Assigned task: Output the passage of the book review between "All this conveniently" and "vampire Bill Compton.", inclusive, with every word unchanged.

Extract:
━━━━━━━━━━━━━━━━
And here, in sleepy Bon Temps, telepathic waitress Sookie Stackhouse
is there when the town's first vampire turns up and is almost immediately
set upon by a pair of vampire-drainers. While normally Sookie tries
to block her "disability", as she refers to her telepathy, when a newcomer
gets such an unfriendly welcome she just has to intervene and save the
day, and the vampire. In fairly rapid order, an old classmate of Sookie's
is found strangled. Sookie's dead former friend has old vampire bites
on her groin (good blood supply), so she was clearly a "fang-banger".
And now, a murdered fang-banger... While strangulation is not a vampire
method (they have far better ways of killing) and the bites are old,
the newly-arrived vampire becomes a convenient suspect. Sookie must
put her telepathy to good use and investigate if she is to protect the
newly-arrived vampire and her brother, another suspect.
All this conveniently sets the scene for what will be a series of Sookie
Stackhouse supernatual whodunnit romances, with her
undead sidekick, the vampire Bill Compton.
Perhaps the most intriguing challenge with this premise, both for the
reader and as a technical exercise for the author, is how on earth you
write a whodunnit with a telepathic protagonist... Taken literally,
there could be no drama, just "oh, so it was you". So we need obstacles,
rules that will prevent our detective from reading the answers too quickly,
and the danger here is that these obstacles are all too clearly put
there by the author to make things supenseful. Sookie starts out in
the position where she has grown up shutting out other people's mental
jabber, and so this is just her natural mode and she has never really
tried to put her talent to practical use. All of which is just about
convincing, so long as you try not to think too hard about the likelihood
that a child growing up with this ability would really never be tempted
to use it to their advantage. Also, in the first of this series at least,
Sookie doesn't seem to realise she's in a whodunnit for most of the
book, so it doesn't even occur to her to use her ability to test suspects;
which, given what's at stake for the two men in her life, is a little
harder to swallow. This kind of artifice can't last, though, and by
the second story Sookie is learning to master her ability. There are
still moments when the reader can't help but wonder why she's not even
trying to read minds, but generally the balancing act works, and the
suspense is certainly high in these books.
━━━━━━━━━━━━━━━━
Saved data entries:
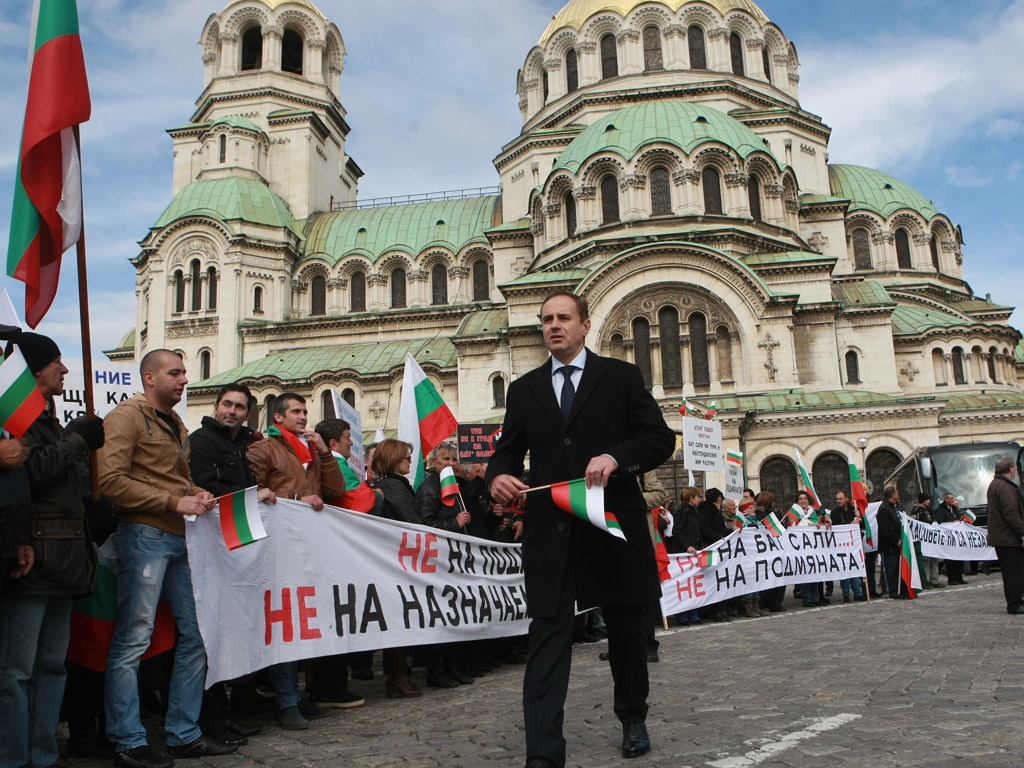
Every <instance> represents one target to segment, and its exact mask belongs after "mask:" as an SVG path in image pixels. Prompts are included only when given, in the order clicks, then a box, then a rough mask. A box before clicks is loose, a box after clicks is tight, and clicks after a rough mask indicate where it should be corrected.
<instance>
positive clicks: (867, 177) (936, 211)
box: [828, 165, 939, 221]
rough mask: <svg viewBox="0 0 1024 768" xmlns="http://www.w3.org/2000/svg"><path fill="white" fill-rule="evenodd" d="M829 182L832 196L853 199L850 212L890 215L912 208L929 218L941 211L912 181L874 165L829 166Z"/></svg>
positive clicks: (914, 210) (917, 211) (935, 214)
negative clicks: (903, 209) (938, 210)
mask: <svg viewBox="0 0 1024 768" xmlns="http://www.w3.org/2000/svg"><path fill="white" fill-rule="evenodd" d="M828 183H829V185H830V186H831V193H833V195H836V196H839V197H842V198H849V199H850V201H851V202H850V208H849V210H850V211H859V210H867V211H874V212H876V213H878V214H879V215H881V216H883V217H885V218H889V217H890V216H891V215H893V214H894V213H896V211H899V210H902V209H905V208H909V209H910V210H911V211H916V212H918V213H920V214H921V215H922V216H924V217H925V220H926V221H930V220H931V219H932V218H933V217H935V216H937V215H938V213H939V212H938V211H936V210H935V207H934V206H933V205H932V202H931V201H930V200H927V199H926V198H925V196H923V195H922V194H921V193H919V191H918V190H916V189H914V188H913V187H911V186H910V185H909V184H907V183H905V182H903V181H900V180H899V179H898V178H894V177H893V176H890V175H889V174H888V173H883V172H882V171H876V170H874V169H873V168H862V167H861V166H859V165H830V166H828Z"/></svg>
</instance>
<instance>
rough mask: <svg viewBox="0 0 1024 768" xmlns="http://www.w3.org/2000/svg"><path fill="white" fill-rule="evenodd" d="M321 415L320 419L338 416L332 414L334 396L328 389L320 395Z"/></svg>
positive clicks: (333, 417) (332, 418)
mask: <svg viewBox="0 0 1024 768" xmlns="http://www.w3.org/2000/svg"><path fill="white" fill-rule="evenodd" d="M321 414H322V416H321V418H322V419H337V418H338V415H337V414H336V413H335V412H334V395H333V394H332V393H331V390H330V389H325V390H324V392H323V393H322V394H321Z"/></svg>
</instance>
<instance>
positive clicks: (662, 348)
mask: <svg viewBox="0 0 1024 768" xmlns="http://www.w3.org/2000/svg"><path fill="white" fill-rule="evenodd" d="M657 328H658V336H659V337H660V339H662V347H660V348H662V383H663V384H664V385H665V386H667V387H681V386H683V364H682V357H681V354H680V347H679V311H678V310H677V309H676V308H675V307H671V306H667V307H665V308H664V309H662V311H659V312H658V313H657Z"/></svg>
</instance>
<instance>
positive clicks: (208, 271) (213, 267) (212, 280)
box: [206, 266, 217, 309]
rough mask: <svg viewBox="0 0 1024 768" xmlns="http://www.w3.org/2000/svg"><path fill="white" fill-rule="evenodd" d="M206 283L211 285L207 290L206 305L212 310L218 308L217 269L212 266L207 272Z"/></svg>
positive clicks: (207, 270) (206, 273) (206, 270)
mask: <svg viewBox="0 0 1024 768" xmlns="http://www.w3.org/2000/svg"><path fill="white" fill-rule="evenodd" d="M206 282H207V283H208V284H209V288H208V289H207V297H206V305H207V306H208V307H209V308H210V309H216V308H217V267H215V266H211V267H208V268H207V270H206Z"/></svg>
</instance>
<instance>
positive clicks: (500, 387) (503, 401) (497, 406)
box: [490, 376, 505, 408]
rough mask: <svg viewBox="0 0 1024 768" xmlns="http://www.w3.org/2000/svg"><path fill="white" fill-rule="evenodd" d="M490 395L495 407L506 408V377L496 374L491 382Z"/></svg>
━━━━━━━━━━━━━━━━
Written response:
All this conveniently sets the scene for what will be a series of Sookie
Stackhouse supernatual whodunnit romances, with her
undead sidekick, the vampire Bill Compton.